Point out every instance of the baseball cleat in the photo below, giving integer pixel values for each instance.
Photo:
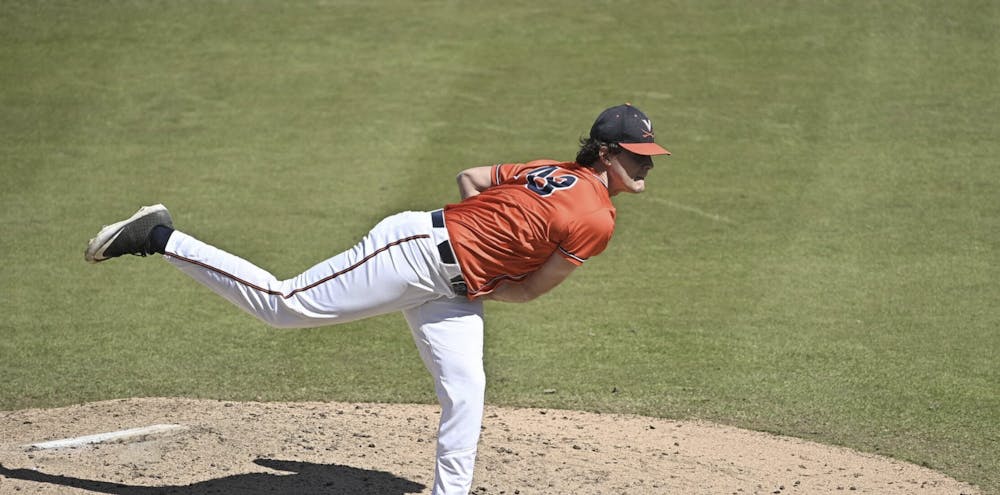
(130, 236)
##########
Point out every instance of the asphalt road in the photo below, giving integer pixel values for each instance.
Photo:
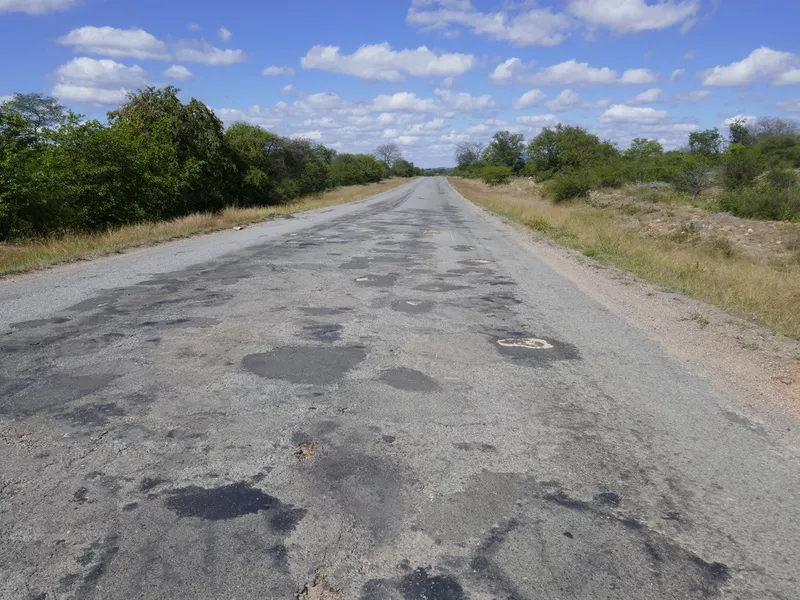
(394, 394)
##########
→ About this task: Please report every line in the entries above that holds the string "each".

→ Your response:
Point out every instance of the baseball cleat in the photo below, giving integer pixel values for each instance.
Point out every instance of the asphalt road in the photo below, giving integer pixel values for each instance.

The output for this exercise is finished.